Task instructions —
Copy each line containing "instance" from the listing below.

Record excerpts —
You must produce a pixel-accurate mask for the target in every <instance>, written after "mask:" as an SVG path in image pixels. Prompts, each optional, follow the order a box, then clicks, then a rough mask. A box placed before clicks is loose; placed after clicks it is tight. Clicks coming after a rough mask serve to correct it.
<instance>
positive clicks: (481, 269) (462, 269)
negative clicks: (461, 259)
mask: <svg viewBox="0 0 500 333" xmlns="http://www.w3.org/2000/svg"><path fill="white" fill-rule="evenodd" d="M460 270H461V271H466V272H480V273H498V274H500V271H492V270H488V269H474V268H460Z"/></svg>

Answer box —
You must produce a pixel-accurate mask for the target in every <instance>, written after "mask:" as an SVG path in image pixels. Prompts, each optional, follow the order a box, then clicks, then a rough mask. A box placed before clicks is loose; placed after clicks it is tight. Clicks coming after a rough mask serve to correct it.
<instance>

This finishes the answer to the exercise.